## GOAL OF THE EXERCISE
Each record below should be given again exactly as it reads.

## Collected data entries
>>>

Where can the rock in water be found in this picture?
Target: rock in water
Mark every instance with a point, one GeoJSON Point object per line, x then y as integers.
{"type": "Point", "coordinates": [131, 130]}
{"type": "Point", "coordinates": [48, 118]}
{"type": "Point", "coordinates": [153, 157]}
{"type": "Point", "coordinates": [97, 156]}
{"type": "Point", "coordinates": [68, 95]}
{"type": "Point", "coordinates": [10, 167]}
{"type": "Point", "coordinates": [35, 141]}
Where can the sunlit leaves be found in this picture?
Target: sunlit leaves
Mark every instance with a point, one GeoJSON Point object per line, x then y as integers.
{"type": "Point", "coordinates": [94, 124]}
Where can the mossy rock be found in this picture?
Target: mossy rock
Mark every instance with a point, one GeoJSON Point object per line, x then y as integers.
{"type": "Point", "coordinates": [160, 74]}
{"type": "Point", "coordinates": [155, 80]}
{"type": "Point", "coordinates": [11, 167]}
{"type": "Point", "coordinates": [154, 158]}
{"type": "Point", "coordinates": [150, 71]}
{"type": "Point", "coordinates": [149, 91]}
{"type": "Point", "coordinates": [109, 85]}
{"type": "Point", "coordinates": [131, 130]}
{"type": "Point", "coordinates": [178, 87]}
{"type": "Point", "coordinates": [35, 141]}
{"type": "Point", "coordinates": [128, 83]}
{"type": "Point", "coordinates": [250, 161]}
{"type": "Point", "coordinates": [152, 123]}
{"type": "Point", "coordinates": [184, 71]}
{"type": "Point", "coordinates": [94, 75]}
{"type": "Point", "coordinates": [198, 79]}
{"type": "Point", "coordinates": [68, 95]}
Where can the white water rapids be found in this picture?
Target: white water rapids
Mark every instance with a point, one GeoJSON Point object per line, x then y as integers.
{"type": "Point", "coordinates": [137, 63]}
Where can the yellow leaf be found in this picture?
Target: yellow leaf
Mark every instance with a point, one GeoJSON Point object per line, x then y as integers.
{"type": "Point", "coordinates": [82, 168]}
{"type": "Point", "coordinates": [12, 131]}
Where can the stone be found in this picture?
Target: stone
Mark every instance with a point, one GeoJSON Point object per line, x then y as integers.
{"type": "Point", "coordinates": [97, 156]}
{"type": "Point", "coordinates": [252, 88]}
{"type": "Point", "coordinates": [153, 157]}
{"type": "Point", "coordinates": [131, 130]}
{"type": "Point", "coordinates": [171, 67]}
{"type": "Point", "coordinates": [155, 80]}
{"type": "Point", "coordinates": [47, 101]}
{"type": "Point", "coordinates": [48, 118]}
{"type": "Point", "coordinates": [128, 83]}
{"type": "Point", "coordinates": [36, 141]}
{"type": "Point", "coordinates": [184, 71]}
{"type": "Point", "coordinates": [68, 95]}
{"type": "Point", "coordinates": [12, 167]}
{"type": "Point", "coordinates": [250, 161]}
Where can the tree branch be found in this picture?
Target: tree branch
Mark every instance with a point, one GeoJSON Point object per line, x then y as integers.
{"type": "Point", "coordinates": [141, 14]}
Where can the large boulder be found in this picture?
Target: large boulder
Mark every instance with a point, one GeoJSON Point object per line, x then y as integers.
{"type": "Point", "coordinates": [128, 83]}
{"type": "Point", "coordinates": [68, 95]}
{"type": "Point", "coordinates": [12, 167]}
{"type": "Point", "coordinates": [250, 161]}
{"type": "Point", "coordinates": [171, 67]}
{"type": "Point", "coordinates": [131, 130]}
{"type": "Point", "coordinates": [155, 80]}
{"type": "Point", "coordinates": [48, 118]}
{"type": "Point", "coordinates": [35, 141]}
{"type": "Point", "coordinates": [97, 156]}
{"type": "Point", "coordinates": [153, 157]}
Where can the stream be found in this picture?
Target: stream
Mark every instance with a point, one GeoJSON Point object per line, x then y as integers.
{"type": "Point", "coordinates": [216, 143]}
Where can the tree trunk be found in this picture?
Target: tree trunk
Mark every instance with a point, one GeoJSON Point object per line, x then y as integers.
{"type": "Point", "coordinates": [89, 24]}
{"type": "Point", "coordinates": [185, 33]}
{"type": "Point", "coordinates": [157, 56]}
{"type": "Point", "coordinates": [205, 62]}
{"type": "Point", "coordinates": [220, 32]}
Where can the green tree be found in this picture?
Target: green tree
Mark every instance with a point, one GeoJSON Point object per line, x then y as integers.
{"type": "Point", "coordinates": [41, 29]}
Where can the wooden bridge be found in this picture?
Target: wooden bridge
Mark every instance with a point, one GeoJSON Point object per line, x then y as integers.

<<<

## YOUR SOLUTION
Where can the rock in water be found in this picture?
Target: rock in water
Mark every instance with a point, one GeoJSON Point object per line, x then y as integers.
{"type": "Point", "coordinates": [131, 130]}
{"type": "Point", "coordinates": [48, 118]}
{"type": "Point", "coordinates": [153, 157]}
{"type": "Point", "coordinates": [97, 156]}
{"type": "Point", "coordinates": [68, 95]}
{"type": "Point", "coordinates": [10, 167]}
{"type": "Point", "coordinates": [35, 141]}
Where can the sunlit leaves be found in this picture?
Target: sunlit leaves
Mark every instance with a point, one GeoJSON Point object per line, x then y as integers.
{"type": "Point", "coordinates": [94, 124]}
Where can the mossy rock be found in this picture?
Target: mossy rock
Mark every instance with a point, one GeoJSON Point object per line, x then y as integers.
{"type": "Point", "coordinates": [160, 74]}
{"type": "Point", "coordinates": [155, 80]}
{"type": "Point", "coordinates": [11, 167]}
{"type": "Point", "coordinates": [154, 158]}
{"type": "Point", "coordinates": [150, 71]}
{"type": "Point", "coordinates": [149, 91]}
{"type": "Point", "coordinates": [109, 85]}
{"type": "Point", "coordinates": [131, 130]}
{"type": "Point", "coordinates": [178, 87]}
{"type": "Point", "coordinates": [35, 141]}
{"type": "Point", "coordinates": [128, 83]}
{"type": "Point", "coordinates": [250, 161]}
{"type": "Point", "coordinates": [152, 123]}
{"type": "Point", "coordinates": [184, 71]}
{"type": "Point", "coordinates": [94, 75]}
{"type": "Point", "coordinates": [198, 79]}
{"type": "Point", "coordinates": [68, 95]}
Where can the white water rapids be found in this picture?
Target: white water rapids
Mark every instance with a point, one GeoJSON Point object per line, x then y as integers.
{"type": "Point", "coordinates": [137, 63]}
Where can the yellow leaf be found in this picture?
Target: yellow leaf
Mark every instance with a point, one GeoJSON Point object per line, x then y as integers.
{"type": "Point", "coordinates": [82, 168]}
{"type": "Point", "coordinates": [12, 131]}
Where can the stone be found in this picture?
Target: stone
Mark every instance with a point, one GeoJSON Point object per line, x then y as integers.
{"type": "Point", "coordinates": [97, 156]}
{"type": "Point", "coordinates": [252, 88]}
{"type": "Point", "coordinates": [153, 157]}
{"type": "Point", "coordinates": [131, 130]}
{"type": "Point", "coordinates": [171, 67]}
{"type": "Point", "coordinates": [155, 80]}
{"type": "Point", "coordinates": [47, 101]}
{"type": "Point", "coordinates": [48, 118]}
{"type": "Point", "coordinates": [128, 83]}
{"type": "Point", "coordinates": [36, 141]}
{"type": "Point", "coordinates": [184, 71]}
{"type": "Point", "coordinates": [68, 95]}
{"type": "Point", "coordinates": [12, 167]}
{"type": "Point", "coordinates": [250, 161]}
Where can the tree branch be found in this picture?
Target: tree branch
Mark every instance with a point, one GeoJSON Point object per line, x then y as integers.
{"type": "Point", "coordinates": [141, 14]}
Where can the large boulder be found in this picture?
Target: large boulder
Mark every instance with a point, one GeoJSON Point object per line, x then y as integers.
{"type": "Point", "coordinates": [128, 83]}
{"type": "Point", "coordinates": [68, 95]}
{"type": "Point", "coordinates": [12, 167]}
{"type": "Point", "coordinates": [250, 161]}
{"type": "Point", "coordinates": [171, 67]}
{"type": "Point", "coordinates": [131, 130]}
{"type": "Point", "coordinates": [155, 80]}
{"type": "Point", "coordinates": [48, 118]}
{"type": "Point", "coordinates": [35, 141]}
{"type": "Point", "coordinates": [97, 156]}
{"type": "Point", "coordinates": [153, 157]}
Where can the stream be found in this picture?
Target: stream
Mark every instance with a point, one GeoJSON Point object per line, x then y as integers.
{"type": "Point", "coordinates": [216, 143]}
Where can the tree trunk be found in this picture?
Target: tree trunk
Mark every instance with a point, one GeoJSON Point object per line, x then y as integers.
{"type": "Point", "coordinates": [89, 24]}
{"type": "Point", "coordinates": [185, 33]}
{"type": "Point", "coordinates": [157, 56]}
{"type": "Point", "coordinates": [205, 62]}
{"type": "Point", "coordinates": [220, 32]}
Where can the green tree be found in this picture?
Target: green tree
Mark every instance with a point, one GeoJSON Point object per line, x then y as integers.
{"type": "Point", "coordinates": [41, 29]}
Where can the wooden bridge be found in this picture?
Target: wooden bridge
Mark every instance with a point, one GeoJSON Point object per line, x then y as integers.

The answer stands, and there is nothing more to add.